• [SHORT TASK]
Switch "precision sprayer" to "targeted sprayer" throughout the material below and write all of it out again, changing nothing else. Leave the pictures out of your answer.

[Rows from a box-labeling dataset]

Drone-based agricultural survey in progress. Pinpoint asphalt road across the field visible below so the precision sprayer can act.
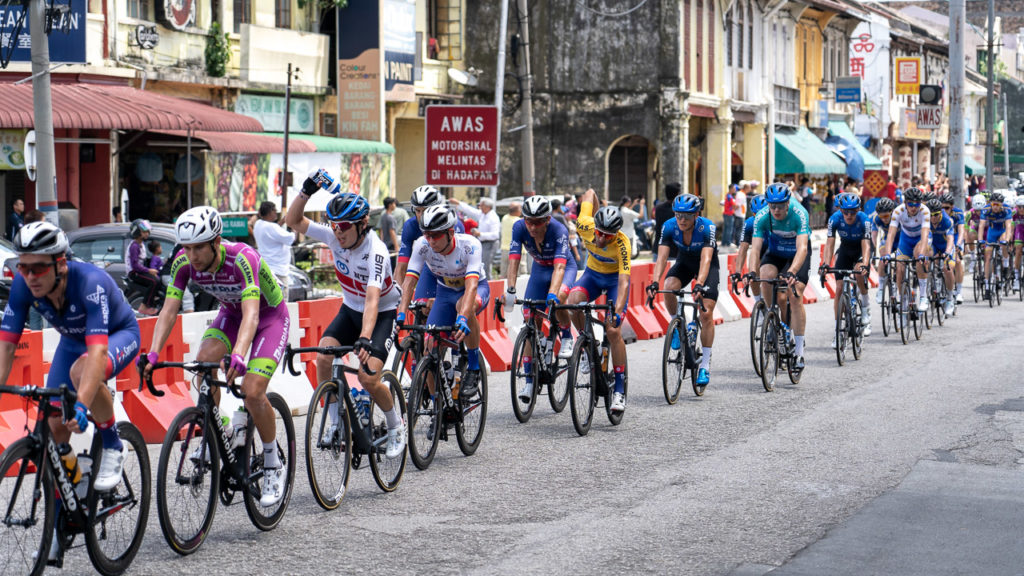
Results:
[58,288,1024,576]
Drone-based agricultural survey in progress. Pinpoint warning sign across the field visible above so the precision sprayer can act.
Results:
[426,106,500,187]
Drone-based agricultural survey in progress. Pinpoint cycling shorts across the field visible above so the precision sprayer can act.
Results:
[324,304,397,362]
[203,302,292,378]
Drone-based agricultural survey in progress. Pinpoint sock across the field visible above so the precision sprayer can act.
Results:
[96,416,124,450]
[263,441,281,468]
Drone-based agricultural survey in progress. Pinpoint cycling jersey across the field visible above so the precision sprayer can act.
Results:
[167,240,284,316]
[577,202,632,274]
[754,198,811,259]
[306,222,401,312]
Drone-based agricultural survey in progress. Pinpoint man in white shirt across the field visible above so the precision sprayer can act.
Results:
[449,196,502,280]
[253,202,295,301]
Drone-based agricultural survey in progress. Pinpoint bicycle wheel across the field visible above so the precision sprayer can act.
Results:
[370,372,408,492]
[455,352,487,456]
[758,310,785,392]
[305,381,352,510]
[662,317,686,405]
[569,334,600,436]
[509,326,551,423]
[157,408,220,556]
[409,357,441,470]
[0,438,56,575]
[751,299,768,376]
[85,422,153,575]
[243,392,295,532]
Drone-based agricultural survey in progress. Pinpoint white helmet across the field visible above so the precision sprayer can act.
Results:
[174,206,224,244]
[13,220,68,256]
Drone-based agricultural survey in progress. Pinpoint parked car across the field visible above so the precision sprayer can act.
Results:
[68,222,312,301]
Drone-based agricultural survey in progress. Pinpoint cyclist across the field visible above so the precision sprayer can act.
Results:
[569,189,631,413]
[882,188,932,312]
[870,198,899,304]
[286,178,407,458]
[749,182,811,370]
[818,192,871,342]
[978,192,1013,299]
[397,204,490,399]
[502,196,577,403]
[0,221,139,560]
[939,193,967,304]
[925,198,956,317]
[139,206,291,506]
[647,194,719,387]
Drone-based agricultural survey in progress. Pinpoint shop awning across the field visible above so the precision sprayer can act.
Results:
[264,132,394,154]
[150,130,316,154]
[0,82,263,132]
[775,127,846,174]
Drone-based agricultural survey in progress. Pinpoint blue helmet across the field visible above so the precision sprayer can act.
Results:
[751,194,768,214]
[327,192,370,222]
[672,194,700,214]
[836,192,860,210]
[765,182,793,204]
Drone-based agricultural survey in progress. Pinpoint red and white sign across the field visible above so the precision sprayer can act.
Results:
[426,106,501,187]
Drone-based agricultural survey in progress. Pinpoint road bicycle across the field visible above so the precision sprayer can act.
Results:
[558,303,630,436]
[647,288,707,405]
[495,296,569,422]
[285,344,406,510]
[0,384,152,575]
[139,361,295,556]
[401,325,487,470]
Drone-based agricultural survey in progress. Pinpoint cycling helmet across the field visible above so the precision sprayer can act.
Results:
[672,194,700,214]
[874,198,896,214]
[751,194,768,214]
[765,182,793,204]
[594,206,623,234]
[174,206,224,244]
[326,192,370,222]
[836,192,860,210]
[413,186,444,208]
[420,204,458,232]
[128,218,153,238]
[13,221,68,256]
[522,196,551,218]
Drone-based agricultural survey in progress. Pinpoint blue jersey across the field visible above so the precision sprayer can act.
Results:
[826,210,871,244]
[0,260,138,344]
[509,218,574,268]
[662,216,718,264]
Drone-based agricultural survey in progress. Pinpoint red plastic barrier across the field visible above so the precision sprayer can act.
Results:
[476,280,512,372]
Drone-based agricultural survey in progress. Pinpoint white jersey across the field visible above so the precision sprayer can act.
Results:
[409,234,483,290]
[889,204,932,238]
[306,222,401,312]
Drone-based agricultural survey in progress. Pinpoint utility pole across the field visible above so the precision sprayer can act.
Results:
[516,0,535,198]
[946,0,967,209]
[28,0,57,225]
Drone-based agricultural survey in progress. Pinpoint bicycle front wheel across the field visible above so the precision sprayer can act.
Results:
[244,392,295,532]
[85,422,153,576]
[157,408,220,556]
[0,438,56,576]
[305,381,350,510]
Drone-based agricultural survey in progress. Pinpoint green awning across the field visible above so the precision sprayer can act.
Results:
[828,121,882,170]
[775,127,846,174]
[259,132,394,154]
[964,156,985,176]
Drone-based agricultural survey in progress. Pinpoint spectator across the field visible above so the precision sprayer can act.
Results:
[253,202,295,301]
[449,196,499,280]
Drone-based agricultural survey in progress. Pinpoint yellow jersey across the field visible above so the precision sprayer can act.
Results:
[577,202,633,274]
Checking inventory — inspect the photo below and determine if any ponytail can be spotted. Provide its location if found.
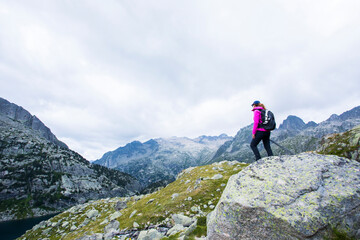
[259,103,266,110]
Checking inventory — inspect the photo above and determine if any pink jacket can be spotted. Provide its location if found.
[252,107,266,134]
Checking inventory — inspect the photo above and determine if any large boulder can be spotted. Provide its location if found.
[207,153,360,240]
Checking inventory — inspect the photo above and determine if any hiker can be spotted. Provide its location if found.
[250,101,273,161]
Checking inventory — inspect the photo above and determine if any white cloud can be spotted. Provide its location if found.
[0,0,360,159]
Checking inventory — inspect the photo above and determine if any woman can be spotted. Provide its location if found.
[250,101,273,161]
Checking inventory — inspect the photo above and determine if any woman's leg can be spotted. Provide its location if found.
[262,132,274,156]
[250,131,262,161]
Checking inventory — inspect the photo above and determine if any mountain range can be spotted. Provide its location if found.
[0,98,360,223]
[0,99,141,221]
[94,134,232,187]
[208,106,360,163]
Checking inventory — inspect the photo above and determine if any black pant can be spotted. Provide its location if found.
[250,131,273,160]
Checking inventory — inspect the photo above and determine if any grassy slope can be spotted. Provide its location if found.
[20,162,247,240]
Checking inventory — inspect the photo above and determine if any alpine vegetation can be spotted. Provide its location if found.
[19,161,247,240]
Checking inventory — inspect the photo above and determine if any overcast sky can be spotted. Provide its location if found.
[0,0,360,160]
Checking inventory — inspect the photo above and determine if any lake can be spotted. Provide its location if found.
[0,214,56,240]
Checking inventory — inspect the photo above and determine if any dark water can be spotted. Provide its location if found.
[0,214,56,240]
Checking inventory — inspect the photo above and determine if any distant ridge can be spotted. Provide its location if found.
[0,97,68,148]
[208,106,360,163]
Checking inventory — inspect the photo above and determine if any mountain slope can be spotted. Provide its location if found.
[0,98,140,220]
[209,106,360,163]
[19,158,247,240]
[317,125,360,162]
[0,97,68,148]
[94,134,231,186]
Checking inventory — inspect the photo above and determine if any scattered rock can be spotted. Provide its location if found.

• [SOLUTION FOR THIS PROBLEM]
Drone-based agricultural survey in progress. Pinpoint asphalt road across the field visible below so the targeted sprayer can act.
Results:
[58,288,1024,576]
Drone-based agricultural survey in progress. Pinpoint warning sign across the field visible above so the targeted sprayer can act.
Results:
[426,106,500,187]
Drone-based agricultural survey in progress. Pinpoint cycling shorts across the field visible above so the targeted sprayer can act.
Results:
[324,304,397,362]
[203,302,292,378]
Drone-based agricultural survey in progress. Pinpoint sock across the field visible above so the targeted sprayer can act.
Results:
[96,416,124,450]
[263,441,281,468]
Drone-based agricultural survey in progress. Pinpoint cycling jersey across the field visible above so the targeted sprayer can act.
Results:
[167,240,284,316]
[577,202,632,274]
[754,198,811,259]
[306,222,401,312]
Drone-based agricultural survey in progress. Pinpoint man in white shirt across the field visible above so the targeted sprayer can act.
Results:
[449,196,502,280]
[253,202,295,301]
Drone-based agricultural survey in progress. Pinpoint bicycle wheel across the field visible above so the targeted sprayer can act.
Results:
[370,372,408,492]
[455,352,487,456]
[758,310,785,392]
[305,381,352,510]
[662,317,686,405]
[569,334,600,436]
[509,326,551,423]
[157,408,220,556]
[409,357,441,470]
[0,438,56,575]
[751,299,768,376]
[85,422,153,575]
[243,392,295,532]
Drone-based agricultural survey in progress. Pinpoint white helmet across the field visible above so the targeted sprayer can act.
Results:
[174,206,224,244]
[13,220,68,256]
Drone-based agricultural survey in progress. Pinpoint parked car across the field visible above so the targeted sprayer can act.
Results:
[68,222,312,301]
Drone-based agricultural survey in progress. Pinpoint cyclist across the field visible above so the targeted sprayer can act.
Results:
[569,189,631,413]
[882,188,932,312]
[870,198,899,304]
[286,178,407,458]
[749,182,811,370]
[818,192,871,342]
[978,192,1013,299]
[397,204,490,399]
[502,196,577,403]
[0,221,139,560]
[939,193,967,304]
[925,198,956,317]
[139,206,291,506]
[647,194,719,387]
Drone-based agricultural survey in progress. Pinpoint shop awning across the field visible above so the targeted sprayer can act.
Results:
[264,132,394,154]
[150,130,316,154]
[0,82,263,132]
[775,127,846,174]
Drone-based agricultural survey in progress. Pinpoint blue helmet across the field visible above so the targeted sprayer can act.
Results:
[751,194,768,214]
[327,192,370,222]
[672,194,700,214]
[836,192,860,210]
[765,182,793,204]
Drone-based agricultural survey in progress. Pinpoint red and white sign across the field visible above so the targeted sprayer can act.
Results:
[426,106,501,187]
Drone-based agricultural survey in progress. Pinpoint road bicycle across the field visible above so the targeted sprayer can act.
Results:
[558,303,630,436]
[647,288,707,405]
[495,296,569,422]
[285,344,406,510]
[0,384,152,575]
[139,361,295,556]
[401,325,487,470]
Drone-based agricultural survey in progress. Pinpoint cycling helmet across the field visible above so the targeted sprayer can act.
Results:
[672,194,700,214]
[874,198,896,214]
[751,194,768,214]
[765,182,793,204]
[594,206,623,234]
[174,206,224,244]
[326,192,370,222]
[836,192,860,210]
[413,186,444,208]
[420,204,458,232]
[128,218,153,238]
[13,221,68,256]
[522,196,551,218]
Drone-based agricultural survey in progress. Pinpoint blue jersey across the field visible above so the targeted sprayer can act.
Results:
[826,210,871,244]
[0,260,138,344]
[509,218,574,268]
[662,216,718,264]
Drone-based agricultural survey in progress. Pinpoint red plastic barrier across the field visible above so the targeted sprayer can act.
Results:
[476,280,512,372]
Drone-based agricultural survey in progress. Pinpoint white jersey across the field visible above so the targeted sprayer can act.
Results:
[409,234,483,290]
[889,204,932,238]
[306,222,401,312]
Drone-based agricultural survey in progress. Pinpoint utility pole across the field visible above so the targeted sprayer can act.
Results:
[516,0,535,198]
[946,0,967,209]
[28,0,57,225]
Drone-based agricultural survey in progress. Pinpoint bicycle front wheel across the field visible above so the targeted sprayer can act.
Results:
[244,392,295,532]
[85,422,153,576]
[157,408,220,556]
[0,438,56,576]
[305,381,350,510]
Drone-based agricultural survey in progress. Pinpoint green awning across the field visible above so the targeted sprayer can act.
Results:
[828,121,882,170]
[775,127,846,174]
[259,132,394,154]
[964,156,985,176]
Drone-based agricultural survey in progress. Pinpoint spectator across the field visible above so the targeted sprayer can act.
Results:
[253,202,295,301]
[449,196,499,280]
Drone-based agricultural survey in progress. Pinpoint yellow jersey across the field visible above so the targeted sprayer can act.
Results:
[577,202,633,274]
Checking inventory — inspect the photo below and determine if any ponytail can be spotted. Provide its location if found.
[259,103,266,110]
Checking inventory — inspect the photo above and determine if any pink jacket can be spotted. Provide its location if found.
[252,107,266,134]
Checking inventory — inspect the photo above and determine if any large boulder can be spotted. Provide its location if found.
[207,153,360,240]
Checking inventory — inspect the photo above and determine if any hiker can be spotted. Provide its location if found.
[250,101,273,161]
Checking inventory — inspect the photo above and determine if any white cloud can be spotted. Provide its location if found.
[0,0,360,159]
Checking inventory — inspect the photo above and determine if any woman can be spotted. Provide its location if found.
[250,101,273,161]
Checking inventory — inspect the photo above and determine if any woman's leg can be spotted. Provide its location if found.
[262,132,274,156]
[250,131,262,161]
Checking inventory — inspect the photo above and determine if any mountain range can be spotted. Provide its location if found.
[0,98,360,223]
[0,99,141,221]
[94,134,232,187]
[208,106,360,163]
Checking inventory — inspect the photo above and determine if any black pant can be spotted. Provide its location if found.
[250,131,273,160]
Checking inventory — inspect the photo above and determine if any grassy slope can be spotted. Provide its location if found.
[20,162,247,240]
Checking inventory — inspect the photo above and determine if any alpine vegetation can be spotted. Provide its location if found.
[19,161,247,240]
Checking inventory — inspect the photo above and determine if any overcast sky can be spotted. Provide its location if found.
[0,0,360,160]
Checking inventory — inspect the photo above and determine if any lake can be spotted. Provide its location if found.
[0,214,56,240]
Checking inventory — inspect the photo above and determine if any dark water can be spotted. Provide its location if found.
[0,214,56,240]
Checking inventory — inspect the photo above and determine if any distant ridge can be spotted. Provide its location if found.
[0,97,68,148]
[208,106,360,163]
Checking inventory — inspect the photo above and determine if any mountain slope can be spotted. Provide its location if found.
[0,98,140,220]
[209,106,360,163]
[19,158,247,240]
[317,125,360,162]
[0,97,68,148]
[94,134,231,186]
Checking inventory — inspect the photo above and determine if any scattered rock can be spotted. Provide its location if found.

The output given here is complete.